**DIRECTIONS**
From the line containing "the car roof." onward, every line of the entries is to be set down exactly, the last line included.

[Stored data entries]
⟨

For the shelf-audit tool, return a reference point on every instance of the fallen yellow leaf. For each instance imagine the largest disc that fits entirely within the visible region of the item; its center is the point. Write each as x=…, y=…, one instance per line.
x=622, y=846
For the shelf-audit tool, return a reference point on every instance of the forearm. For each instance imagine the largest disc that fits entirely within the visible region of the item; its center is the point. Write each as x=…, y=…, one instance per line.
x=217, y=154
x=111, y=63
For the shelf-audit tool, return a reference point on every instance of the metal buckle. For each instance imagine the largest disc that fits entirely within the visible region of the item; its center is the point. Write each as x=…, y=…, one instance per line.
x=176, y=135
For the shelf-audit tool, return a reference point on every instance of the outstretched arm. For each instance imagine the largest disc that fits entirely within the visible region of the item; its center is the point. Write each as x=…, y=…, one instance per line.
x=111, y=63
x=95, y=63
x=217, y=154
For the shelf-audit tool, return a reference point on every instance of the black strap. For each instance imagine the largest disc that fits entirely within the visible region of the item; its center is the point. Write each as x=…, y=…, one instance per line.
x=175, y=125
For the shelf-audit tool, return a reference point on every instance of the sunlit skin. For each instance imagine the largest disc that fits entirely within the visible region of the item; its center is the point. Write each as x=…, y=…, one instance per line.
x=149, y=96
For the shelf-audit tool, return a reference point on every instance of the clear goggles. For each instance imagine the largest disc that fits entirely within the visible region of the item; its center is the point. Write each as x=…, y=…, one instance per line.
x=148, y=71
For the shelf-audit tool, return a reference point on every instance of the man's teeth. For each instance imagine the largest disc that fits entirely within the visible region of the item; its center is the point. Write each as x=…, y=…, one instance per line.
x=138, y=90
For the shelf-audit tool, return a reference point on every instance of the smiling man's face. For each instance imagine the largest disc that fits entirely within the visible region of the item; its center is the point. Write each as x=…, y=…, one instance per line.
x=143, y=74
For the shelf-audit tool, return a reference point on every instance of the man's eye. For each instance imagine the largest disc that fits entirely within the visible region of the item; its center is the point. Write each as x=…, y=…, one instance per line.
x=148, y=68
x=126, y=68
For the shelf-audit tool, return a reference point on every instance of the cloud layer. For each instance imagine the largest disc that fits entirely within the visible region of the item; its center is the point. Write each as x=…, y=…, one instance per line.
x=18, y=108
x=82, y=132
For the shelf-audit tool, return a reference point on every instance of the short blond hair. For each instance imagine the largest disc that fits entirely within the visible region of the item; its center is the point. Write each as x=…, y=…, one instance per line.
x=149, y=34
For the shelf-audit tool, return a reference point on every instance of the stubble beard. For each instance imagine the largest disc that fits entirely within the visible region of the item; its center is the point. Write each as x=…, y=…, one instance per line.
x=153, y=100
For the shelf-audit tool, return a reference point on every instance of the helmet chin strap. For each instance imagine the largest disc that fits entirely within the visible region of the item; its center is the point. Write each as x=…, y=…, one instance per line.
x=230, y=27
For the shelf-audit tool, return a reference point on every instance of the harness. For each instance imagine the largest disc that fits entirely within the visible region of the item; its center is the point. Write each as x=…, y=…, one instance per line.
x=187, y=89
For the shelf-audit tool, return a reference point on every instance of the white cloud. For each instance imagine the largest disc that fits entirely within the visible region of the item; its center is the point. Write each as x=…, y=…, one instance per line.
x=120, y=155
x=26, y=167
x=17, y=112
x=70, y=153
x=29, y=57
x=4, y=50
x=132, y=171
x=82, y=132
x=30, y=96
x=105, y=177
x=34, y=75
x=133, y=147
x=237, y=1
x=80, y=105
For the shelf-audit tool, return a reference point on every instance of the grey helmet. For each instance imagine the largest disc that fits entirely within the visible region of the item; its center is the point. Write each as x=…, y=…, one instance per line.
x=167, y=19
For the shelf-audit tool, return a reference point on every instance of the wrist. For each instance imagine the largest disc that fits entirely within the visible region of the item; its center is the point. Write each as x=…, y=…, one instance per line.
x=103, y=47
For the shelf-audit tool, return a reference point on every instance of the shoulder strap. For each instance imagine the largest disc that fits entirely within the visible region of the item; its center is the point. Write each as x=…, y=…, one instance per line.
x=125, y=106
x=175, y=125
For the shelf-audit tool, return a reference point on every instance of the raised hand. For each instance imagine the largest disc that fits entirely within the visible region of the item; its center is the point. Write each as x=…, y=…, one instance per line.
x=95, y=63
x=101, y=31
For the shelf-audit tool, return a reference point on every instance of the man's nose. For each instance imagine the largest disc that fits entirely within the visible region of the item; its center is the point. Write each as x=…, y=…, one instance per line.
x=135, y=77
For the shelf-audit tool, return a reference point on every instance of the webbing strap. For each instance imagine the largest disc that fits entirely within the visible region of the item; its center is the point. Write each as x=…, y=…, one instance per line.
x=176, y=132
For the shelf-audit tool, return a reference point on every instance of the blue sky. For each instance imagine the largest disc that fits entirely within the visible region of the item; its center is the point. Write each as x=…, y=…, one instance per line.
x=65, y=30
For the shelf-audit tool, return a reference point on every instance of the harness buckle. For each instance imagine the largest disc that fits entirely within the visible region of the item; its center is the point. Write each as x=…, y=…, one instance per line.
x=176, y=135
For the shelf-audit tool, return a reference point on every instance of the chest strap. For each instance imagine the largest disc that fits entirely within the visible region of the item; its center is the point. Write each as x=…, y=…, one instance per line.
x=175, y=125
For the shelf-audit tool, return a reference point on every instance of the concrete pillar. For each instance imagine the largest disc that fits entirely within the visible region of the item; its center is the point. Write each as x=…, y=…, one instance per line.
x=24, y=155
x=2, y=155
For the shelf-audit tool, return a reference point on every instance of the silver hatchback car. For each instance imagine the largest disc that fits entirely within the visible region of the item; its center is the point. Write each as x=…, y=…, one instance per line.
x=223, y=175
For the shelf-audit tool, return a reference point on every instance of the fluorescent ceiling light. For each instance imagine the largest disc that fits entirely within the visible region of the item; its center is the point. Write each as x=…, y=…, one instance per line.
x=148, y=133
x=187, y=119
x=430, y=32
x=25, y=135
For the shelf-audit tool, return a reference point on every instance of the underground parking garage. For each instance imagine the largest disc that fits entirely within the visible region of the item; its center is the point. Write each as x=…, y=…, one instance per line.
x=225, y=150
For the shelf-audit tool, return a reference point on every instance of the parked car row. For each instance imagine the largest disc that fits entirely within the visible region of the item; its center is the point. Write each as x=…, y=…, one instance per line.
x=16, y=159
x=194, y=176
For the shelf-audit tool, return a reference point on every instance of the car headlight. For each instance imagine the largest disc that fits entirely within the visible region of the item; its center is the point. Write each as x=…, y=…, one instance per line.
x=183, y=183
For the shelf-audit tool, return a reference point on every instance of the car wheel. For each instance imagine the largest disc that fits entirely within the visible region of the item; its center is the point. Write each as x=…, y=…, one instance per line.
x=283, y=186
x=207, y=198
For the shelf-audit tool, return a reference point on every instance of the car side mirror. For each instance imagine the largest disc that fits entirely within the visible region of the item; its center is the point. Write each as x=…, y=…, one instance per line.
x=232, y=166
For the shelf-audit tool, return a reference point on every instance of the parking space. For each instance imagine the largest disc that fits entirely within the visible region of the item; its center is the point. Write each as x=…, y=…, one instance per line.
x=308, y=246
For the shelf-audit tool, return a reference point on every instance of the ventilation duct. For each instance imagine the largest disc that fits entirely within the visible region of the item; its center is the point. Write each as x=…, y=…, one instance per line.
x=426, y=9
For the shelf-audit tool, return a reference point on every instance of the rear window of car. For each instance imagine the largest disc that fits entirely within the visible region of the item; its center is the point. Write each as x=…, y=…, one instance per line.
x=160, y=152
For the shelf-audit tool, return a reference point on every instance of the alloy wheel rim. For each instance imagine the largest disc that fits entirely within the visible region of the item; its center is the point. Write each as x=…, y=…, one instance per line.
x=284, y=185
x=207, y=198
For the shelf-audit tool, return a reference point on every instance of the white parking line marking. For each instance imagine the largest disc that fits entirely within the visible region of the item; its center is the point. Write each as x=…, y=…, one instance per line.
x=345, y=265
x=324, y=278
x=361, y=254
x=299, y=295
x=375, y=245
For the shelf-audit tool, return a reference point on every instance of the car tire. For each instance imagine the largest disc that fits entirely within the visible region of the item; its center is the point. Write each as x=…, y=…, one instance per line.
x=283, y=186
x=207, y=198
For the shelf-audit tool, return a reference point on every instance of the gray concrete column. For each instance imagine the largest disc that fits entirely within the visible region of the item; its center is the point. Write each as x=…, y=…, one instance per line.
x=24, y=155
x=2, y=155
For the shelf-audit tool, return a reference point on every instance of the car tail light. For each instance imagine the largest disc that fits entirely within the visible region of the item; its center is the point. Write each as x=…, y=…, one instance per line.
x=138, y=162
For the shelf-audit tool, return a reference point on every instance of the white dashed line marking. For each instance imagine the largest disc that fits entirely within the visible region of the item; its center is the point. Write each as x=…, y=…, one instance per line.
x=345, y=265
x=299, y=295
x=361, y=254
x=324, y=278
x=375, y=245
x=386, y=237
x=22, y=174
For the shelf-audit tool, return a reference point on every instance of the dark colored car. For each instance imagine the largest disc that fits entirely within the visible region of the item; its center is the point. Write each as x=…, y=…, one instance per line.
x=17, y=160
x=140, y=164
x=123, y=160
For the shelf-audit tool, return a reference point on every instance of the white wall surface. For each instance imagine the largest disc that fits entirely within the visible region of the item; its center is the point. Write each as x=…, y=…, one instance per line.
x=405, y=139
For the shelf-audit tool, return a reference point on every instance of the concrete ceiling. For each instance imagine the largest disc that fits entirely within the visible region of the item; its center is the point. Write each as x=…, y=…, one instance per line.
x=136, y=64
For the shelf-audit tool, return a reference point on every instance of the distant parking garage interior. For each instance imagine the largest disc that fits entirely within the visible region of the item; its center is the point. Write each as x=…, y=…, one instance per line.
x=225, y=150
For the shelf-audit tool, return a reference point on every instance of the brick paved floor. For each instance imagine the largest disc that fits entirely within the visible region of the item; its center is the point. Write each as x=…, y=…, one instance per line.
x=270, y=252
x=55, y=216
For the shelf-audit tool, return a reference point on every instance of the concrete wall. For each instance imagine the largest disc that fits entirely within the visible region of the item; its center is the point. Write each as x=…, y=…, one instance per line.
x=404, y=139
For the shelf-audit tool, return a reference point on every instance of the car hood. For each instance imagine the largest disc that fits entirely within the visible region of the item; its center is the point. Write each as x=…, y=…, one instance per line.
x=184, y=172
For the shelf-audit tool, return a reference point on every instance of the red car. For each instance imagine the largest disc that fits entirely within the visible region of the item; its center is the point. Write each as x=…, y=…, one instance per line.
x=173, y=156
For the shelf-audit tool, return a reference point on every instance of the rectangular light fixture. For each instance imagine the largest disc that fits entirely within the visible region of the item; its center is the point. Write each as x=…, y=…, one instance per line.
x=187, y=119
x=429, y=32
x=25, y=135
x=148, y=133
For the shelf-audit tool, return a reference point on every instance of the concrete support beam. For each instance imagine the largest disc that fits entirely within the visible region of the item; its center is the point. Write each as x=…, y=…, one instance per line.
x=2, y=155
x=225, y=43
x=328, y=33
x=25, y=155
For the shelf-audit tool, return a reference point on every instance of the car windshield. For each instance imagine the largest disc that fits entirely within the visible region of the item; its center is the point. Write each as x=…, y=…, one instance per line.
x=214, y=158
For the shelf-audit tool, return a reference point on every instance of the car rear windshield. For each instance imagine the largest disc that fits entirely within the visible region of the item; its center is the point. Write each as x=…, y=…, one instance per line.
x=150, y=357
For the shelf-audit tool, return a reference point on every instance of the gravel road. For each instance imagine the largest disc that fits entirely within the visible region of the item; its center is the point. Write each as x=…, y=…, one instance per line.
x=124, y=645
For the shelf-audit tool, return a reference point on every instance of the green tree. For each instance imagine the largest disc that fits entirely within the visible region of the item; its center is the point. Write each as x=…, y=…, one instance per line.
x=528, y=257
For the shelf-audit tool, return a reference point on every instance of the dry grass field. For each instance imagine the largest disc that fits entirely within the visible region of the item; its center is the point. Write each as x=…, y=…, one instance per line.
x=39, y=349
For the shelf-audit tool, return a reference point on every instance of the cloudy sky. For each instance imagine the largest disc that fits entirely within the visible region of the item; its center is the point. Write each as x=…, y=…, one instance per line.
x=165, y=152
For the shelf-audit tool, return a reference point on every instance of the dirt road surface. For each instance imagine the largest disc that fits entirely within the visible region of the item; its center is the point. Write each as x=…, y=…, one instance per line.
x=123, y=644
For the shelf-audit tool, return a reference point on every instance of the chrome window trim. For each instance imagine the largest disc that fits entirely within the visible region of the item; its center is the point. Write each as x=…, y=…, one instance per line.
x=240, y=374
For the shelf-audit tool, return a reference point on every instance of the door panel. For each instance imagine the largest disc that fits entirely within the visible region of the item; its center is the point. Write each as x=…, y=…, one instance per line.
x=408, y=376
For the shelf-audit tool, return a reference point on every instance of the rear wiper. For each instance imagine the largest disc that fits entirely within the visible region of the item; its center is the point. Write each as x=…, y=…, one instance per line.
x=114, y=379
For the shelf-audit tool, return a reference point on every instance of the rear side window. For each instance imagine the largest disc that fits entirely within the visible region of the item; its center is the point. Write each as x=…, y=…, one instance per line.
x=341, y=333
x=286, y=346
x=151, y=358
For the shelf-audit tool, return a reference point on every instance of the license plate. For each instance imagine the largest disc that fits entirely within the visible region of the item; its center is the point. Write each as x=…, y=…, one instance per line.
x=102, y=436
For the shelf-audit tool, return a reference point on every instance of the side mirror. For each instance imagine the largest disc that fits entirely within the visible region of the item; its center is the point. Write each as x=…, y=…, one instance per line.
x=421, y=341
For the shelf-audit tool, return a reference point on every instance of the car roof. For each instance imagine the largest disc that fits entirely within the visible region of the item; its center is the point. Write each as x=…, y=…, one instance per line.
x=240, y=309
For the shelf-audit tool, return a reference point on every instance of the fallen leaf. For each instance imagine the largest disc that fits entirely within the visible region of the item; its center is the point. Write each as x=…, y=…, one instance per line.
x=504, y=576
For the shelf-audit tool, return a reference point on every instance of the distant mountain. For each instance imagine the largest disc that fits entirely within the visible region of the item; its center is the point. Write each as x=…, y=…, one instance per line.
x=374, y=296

⟩

**COMPLETED EXERCISE**
For the shelf-audit tool, return a reference point on every instance of the car roof. For each instance imagine the largest disc that fits entirely within the visible region of the item; its center is the point. Write each as x=…, y=…, one instance per line.
x=240, y=309
For the shelf-audit tool, return a reference point on every instance of the fallen leaf. For each instance imagine the largest disc that fits entirely within the visible region of the item; its center is the point. Write each as x=…, y=…, one instance per line.
x=504, y=576
For the shelf-audit tool, return a reference point on every instance of the distant mountain. For each instance imagine the largest disc that fits entirely within the visible region of the item; its center is the point. Write each as x=…, y=…, one instance per line.
x=374, y=296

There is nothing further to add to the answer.